▶ Written problem: Please reproduce the data below line for line, without changing anything.

▶ Data in this exercise:
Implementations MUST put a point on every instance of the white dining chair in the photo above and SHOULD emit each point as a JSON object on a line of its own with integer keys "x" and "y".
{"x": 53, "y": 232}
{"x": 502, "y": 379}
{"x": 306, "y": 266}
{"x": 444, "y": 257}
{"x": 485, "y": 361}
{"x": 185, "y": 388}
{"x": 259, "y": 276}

▶ Result of this exercise:
Implementations MUST put a point on every instance of the white dining chair in the photo above and SHOULD emit each point as a JSON object on a line of its own with integer keys "x" and "y".
{"x": 53, "y": 232}
{"x": 502, "y": 379}
{"x": 306, "y": 266}
{"x": 444, "y": 257}
{"x": 485, "y": 361}
{"x": 185, "y": 388}
{"x": 259, "y": 276}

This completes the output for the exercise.